Without skipping or changing anything, print all the entries.

Dataset entries:
[Start of section]

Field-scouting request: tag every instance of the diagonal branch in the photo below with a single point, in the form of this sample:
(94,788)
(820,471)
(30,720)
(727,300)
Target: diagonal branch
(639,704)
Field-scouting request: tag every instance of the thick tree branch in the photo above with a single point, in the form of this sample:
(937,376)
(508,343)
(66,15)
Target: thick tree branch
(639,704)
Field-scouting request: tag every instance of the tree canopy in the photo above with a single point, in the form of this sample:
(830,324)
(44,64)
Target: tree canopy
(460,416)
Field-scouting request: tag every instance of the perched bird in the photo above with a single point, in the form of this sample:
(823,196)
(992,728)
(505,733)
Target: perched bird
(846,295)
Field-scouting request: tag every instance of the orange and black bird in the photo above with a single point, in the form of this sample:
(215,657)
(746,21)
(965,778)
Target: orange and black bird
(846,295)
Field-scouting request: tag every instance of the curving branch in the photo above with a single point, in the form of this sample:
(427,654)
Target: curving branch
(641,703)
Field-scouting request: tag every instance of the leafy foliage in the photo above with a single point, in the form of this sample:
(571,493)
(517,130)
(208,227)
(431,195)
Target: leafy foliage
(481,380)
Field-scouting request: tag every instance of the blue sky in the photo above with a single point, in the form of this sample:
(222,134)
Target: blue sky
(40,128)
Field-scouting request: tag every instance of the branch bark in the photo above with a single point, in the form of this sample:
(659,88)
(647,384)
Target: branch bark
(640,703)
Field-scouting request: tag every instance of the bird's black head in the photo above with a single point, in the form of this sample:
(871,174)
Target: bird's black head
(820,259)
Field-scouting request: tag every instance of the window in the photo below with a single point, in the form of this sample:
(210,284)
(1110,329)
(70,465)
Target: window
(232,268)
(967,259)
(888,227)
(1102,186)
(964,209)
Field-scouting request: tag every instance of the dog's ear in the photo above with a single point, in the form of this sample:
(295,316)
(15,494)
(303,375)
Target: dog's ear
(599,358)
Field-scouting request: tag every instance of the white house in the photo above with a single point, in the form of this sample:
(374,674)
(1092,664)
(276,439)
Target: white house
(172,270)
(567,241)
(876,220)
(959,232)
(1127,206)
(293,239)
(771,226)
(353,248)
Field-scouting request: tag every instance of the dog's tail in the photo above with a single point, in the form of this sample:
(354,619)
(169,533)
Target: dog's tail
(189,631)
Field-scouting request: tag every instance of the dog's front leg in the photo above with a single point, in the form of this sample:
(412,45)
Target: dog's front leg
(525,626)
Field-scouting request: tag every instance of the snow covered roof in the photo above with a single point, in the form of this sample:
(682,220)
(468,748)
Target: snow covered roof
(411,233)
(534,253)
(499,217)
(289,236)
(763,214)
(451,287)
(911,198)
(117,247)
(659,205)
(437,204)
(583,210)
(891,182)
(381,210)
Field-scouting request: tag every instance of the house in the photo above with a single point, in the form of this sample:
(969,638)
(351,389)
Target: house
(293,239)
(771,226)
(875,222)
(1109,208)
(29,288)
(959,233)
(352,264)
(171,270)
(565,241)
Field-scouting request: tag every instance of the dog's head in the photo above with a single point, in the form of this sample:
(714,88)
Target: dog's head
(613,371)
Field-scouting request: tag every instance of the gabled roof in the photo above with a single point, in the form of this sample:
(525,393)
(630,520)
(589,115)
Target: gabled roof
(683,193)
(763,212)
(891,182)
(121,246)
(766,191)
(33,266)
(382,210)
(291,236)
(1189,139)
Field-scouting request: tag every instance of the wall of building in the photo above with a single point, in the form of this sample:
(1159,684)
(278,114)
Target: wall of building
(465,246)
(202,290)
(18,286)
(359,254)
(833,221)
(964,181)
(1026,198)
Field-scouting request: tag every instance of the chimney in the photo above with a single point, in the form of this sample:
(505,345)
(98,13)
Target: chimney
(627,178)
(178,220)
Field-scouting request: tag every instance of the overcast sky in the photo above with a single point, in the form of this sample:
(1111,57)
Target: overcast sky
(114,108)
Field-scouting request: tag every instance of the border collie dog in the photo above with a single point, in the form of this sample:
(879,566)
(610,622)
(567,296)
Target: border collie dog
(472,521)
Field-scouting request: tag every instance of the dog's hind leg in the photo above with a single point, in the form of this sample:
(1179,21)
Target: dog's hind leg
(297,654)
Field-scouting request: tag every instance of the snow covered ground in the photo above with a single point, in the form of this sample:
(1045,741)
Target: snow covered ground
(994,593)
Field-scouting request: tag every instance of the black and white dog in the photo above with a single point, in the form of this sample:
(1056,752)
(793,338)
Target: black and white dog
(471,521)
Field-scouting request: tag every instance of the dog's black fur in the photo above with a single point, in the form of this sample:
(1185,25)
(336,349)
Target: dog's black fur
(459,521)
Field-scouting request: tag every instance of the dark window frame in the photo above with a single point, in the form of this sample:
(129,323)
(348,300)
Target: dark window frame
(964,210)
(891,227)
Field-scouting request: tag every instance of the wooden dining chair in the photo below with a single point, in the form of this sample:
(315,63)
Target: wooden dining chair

[End of section]

Answer to the exercise:
Field-scouting request: tag every instance of the diagonal branch in the photo below with a single point, in the form of this sample:
(94,788)
(820,471)
(30,720)
(727,300)
Target: diagonal branch
(639,704)
Field-scouting request: tag every instance of the thick tree branch in the photo above with a single point, in the form of this sample:
(937,376)
(508,343)
(66,15)
Target: thick tree branch
(639,704)
Field-scouting request: tag every instance of the tree canopy in the photo above with a single point, in the form of this sample:
(830,324)
(44,64)
Target: tree canopy
(460,416)
Field-scouting request: tag every instance of the perched bird in the photo above with a single point, in the form of this sample:
(823,196)
(992,728)
(505,733)
Target: perched bird
(846,295)
Field-scouting request: tag every instance of the orange and black bird in the photo above with a single point, in the form of this sample:
(215,657)
(746,21)
(965,778)
Target: orange and black bird
(846,295)
Field-scouting request: tag every instance of the curving branch in the photo above with a single point, in the form of this sample:
(427,654)
Target: curving branch
(641,703)
Field-scouting request: tag every instance of the leafy foliage in the photo above with a single point, in the form of this sample:
(571,493)
(517,130)
(208,227)
(431,195)
Target: leafy foliage
(481,380)
Field-scouting request: tag every instance of the blue sky in the photo above with a single point, in the form of this sample:
(222,134)
Target: blue sky
(40,128)
Field-scouting request: tag every instance of the branch bark in the photo above with a single point, in the form of this sample:
(659,88)
(647,384)
Target: branch bark
(640,703)
Field-scouting request: tag every instance of the bird's black head in the photo above with a single point, in the form of this sample:
(871,174)
Target: bird's black head
(820,259)
Field-scouting request: tag every instance of the window in the photo below with a single point, in the form of this sample:
(210,284)
(1110,329)
(70,465)
Target: window
(232,268)
(967,259)
(888,227)
(1102,186)
(964,209)
Field-scouting request: tag every instance of the dog's ear in the photo above with a single point, in the form of this sample:
(295,316)
(15,494)
(303,375)
Target: dog's ear
(599,358)
Field-scouting request: tag every instance of the white house in the photo above with a single point, in the form of this sample:
(374,674)
(1092,664)
(276,439)
Target: white house
(172,270)
(567,241)
(876,220)
(959,232)
(1127,206)
(293,239)
(771,226)
(353,248)
Field-scouting request: tag every instance of the dog's tail in the photo above with a single point, in the form of this sample:
(354,619)
(169,533)
Target: dog's tail
(189,631)
Field-scouting request: tag every instance of the dog's front leg in the photo above with a single point, in the form of this sample:
(412,45)
Target: dog's front leg
(525,626)
Field-scouting request: tag every instance of the snow covered roof in the photo above with a single point, in the form of this sample:
(682,220)
(468,748)
Target: snow covered roof
(411,233)
(534,253)
(499,217)
(289,236)
(763,214)
(451,287)
(911,198)
(117,247)
(659,205)
(437,204)
(583,210)
(891,182)
(381,210)
Field-scouting request: tag every instance of the house in the photo above with a single point, in the form of this sample:
(969,638)
(351,389)
Target: house
(293,239)
(771,226)
(875,222)
(1109,208)
(29,288)
(959,233)
(352,264)
(171,270)
(565,241)
Field-scouting request: tag every instance of the dog's head in the photo above with a single point, in the form of this sample:
(714,88)
Target: dog's head
(613,371)
Field-scouting request: tag every instance of the gabled roof in the photo above with a single point, in the form of this sample:
(525,393)
(630,520)
(589,115)
Target: gabled roof
(683,193)
(763,212)
(891,182)
(121,246)
(766,191)
(33,266)
(382,210)
(291,236)
(1189,139)
Field-scouting request: tag every instance of the wall of building in the photo above with a single point, in the form of this sample:
(1159,684)
(278,114)
Target: wall of building
(465,246)
(202,290)
(18,286)
(359,254)
(833,221)
(964,181)
(1026,198)
Field-scouting request: tag every instance of the chimney in the photo above with a single point, in the form of this sample:
(505,345)
(98,13)
Target: chimney
(627,178)
(178,220)
Field-scouting request: tag every instance of the overcast sky in the photo above with a single point, in the form of this sample:
(1111,57)
Target: overcast sky
(114,108)
Field-scouting request: tag every instance of the border collie dog in the photo above with a single point, in the form of this sample:
(879,566)
(610,622)
(567,296)
Target: border collie dog
(472,521)
Field-scouting request: tag every instance of the dog's hind leg in the photo above with a single point, in the form of this sample:
(1179,21)
Target: dog's hind leg
(297,654)
Field-scouting request: tag every instance of the snow covered ground in the photo above with a single point, in the form of this sample:
(1045,741)
Target: snow covered ground
(994,593)
Field-scouting request: tag every instance of the black and white dog in the photo above with a single point, in the form of this sample:
(1056,752)
(793,338)
Target: black and white dog
(471,521)
Field-scouting request: tag every instance of the dog's black fur in the photo above with a single point, in the form of this sample:
(1185,25)
(336,349)
Target: dog's black fur
(459,521)
Field-scouting request: tag every instance of the dark window frame in the photo above with a single point, in the form of this sample:
(129,323)
(348,300)
Target: dark window frame
(964,210)
(891,227)
Field-scouting request: tag every instance of the wooden dining chair in the photo below with a single point, in the form of this sample:
(315,63)
Target: wooden dining chair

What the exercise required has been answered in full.